■ Exercise aim
Format the stretch from the line containing "Where can the wooden" through the end of the material below as a numbered list that includes only those lines and leaves out any blank ones.

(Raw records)
"""

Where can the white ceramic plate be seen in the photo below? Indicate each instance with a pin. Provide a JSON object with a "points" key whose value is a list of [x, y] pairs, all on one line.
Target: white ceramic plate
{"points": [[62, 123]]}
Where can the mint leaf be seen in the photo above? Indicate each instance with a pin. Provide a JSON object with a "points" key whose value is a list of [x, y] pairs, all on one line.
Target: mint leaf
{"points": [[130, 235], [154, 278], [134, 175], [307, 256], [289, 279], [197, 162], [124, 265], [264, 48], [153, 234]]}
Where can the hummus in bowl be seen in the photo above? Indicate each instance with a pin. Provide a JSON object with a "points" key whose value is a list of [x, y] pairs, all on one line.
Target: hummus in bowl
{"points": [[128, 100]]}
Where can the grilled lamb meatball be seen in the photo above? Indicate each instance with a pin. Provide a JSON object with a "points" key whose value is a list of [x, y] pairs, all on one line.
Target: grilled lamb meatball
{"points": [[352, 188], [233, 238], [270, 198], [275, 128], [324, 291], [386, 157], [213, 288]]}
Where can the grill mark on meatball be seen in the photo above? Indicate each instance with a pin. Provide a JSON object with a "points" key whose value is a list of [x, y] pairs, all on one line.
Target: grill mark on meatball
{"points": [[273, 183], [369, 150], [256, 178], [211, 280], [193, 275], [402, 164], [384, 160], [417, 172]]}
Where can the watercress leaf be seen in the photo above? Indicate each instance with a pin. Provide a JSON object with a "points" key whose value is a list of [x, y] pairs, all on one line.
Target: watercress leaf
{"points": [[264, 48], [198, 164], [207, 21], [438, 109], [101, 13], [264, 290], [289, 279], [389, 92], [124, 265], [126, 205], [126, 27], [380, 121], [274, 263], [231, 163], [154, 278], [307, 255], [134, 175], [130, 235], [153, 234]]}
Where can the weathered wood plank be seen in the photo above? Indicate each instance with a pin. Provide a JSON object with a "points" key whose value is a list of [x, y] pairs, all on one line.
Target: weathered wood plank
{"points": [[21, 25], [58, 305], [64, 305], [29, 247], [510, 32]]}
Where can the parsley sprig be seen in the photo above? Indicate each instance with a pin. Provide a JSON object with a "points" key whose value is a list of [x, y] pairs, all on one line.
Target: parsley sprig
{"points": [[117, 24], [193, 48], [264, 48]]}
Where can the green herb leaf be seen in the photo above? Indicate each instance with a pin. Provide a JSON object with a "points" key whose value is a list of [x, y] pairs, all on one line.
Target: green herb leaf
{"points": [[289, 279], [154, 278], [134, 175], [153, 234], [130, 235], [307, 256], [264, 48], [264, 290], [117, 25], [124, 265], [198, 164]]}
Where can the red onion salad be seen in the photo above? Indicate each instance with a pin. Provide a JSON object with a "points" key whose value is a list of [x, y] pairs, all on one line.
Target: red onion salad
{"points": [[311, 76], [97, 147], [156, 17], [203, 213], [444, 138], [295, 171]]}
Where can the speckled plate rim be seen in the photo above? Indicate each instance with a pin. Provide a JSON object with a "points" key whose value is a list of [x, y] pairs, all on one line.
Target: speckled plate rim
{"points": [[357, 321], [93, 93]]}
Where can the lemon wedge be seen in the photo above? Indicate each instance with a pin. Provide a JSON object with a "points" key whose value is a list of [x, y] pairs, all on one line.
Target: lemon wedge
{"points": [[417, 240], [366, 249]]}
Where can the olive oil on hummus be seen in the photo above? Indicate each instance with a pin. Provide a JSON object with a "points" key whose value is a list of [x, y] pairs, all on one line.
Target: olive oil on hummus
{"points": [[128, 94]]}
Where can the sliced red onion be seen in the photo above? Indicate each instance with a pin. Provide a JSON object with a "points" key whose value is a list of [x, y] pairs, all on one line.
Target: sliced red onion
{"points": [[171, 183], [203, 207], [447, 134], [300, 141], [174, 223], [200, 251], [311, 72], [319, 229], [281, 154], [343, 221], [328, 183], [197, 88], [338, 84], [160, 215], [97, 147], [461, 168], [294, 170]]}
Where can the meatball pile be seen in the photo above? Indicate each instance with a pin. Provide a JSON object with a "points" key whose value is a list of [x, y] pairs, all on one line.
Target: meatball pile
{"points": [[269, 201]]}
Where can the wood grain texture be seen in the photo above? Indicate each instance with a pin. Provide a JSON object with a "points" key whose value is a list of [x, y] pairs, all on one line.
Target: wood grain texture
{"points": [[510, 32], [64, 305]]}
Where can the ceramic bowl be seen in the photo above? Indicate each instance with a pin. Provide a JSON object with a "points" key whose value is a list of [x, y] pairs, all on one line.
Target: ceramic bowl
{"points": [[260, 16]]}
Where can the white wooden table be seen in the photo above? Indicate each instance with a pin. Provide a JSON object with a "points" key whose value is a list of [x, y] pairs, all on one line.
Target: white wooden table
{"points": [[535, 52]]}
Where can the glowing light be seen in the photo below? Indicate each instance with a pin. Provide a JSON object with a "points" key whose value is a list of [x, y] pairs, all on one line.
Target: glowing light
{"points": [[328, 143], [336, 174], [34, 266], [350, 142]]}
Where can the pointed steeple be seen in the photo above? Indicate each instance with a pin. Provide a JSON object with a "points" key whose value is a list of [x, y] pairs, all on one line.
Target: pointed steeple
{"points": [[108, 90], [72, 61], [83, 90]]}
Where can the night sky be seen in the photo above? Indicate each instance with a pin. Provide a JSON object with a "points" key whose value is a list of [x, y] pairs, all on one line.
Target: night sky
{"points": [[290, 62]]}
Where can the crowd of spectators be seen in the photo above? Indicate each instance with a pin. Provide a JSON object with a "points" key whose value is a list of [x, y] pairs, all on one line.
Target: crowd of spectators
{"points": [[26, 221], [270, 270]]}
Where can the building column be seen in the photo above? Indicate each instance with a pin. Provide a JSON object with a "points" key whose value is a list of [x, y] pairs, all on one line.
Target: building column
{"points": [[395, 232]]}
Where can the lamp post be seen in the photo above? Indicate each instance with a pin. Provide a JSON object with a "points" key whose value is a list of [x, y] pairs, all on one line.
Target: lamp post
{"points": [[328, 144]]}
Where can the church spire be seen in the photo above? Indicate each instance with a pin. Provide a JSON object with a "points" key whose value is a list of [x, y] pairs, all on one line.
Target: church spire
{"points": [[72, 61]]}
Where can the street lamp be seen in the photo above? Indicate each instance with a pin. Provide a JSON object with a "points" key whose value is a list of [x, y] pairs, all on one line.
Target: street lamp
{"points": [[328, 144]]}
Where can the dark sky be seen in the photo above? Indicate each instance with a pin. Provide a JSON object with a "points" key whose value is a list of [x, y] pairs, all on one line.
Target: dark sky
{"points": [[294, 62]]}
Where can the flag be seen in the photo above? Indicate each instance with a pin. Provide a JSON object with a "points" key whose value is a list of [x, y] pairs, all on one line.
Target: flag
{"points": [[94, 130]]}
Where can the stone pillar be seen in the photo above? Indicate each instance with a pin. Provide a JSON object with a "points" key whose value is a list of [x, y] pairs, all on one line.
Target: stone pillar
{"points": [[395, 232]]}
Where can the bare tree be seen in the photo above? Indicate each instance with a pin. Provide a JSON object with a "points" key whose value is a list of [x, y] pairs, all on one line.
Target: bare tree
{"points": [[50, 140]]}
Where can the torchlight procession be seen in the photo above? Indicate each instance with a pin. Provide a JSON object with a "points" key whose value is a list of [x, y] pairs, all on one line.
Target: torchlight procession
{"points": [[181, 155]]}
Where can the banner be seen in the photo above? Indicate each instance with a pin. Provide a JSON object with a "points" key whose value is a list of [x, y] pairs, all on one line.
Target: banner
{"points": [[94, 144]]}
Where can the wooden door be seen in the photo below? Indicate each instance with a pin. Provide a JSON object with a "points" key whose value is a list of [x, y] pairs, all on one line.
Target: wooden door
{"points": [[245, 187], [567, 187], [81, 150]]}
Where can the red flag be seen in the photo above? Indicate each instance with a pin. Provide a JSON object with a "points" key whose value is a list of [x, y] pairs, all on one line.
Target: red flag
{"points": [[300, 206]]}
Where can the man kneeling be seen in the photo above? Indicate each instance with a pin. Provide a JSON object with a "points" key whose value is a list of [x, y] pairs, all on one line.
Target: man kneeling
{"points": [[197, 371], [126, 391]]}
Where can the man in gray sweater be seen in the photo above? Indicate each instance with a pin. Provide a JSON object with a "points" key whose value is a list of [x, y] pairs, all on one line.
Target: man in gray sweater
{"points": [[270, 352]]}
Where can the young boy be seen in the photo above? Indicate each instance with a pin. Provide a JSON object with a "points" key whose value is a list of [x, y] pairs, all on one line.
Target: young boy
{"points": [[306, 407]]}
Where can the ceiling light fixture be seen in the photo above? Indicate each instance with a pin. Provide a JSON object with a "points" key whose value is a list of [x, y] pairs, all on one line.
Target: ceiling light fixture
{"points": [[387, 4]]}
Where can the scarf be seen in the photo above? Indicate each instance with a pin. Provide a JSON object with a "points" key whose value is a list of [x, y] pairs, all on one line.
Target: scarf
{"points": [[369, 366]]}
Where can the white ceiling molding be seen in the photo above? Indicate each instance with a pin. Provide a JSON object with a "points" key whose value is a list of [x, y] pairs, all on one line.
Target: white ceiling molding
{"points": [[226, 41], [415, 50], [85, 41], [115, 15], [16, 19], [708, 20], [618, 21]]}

"""

■ Answer for the task
1. Where can the wooden door be seen in the photo below? Indicate each instance with a pin. Provide a JSON object with a "points" key whose value is a list of [x, y] pairs, all on one line.
2. Target: wooden door
3. {"points": [[245, 187], [567, 187], [81, 150]]}
4. Where can the red flag be seen in the photo above? Indicate each instance with a pin. Provide a JSON object with a "points" key whose value is a list of [x, y] pairs, all on one line.
5. Target: red flag
6. {"points": [[300, 206]]}
7. Where can the man kneeling be seen in the photo above? Indicate each instance with a pin. Provide a JSON object with a "points" key whose value is a list of [x, y] pairs, all on one line.
8. Target: man kneeling
9. {"points": [[197, 371], [126, 391]]}
10. Where can the man in gray sweater be seen in the photo above? Indicate each instance with a pin. Provide a JSON object with a "points" key whose value is a list of [x, y] pairs, all on one line.
11. Target: man in gray sweater
12. {"points": [[270, 352]]}
13. Where can the young boy be seen in the photo above? Indicate each instance with a pin. Provide a JSON object with a "points" key whose value is a list of [x, y] pairs, all on one line.
14. Target: young boy
15. {"points": [[306, 407]]}
16. Where can the ceiling light fixture be seen in the photo above? Indicate each instance with a pin. Provide a JSON object with a "points" key whose value is a list of [x, y] pairs, all on one line.
17. Target: ceiling light fixture
18. {"points": [[387, 4]]}
19. Where can the scarf be seen in the photo above? Indicate each instance with a pin. Provide a JSON object with a "points" key whose value is a list of [x, y] pairs, all on one line.
20. Target: scarf
21. {"points": [[369, 366]]}
22. Where can the white ceiling molding be seen in the photo above? Indicate each instance with a pin. Provide a JSON object with a "points" key whose value is a list of [x, y] pairs, all on one line.
23. Target: white ceiling molding
24. {"points": [[226, 41], [415, 50], [85, 41], [115, 15], [16, 19], [708, 20], [618, 21]]}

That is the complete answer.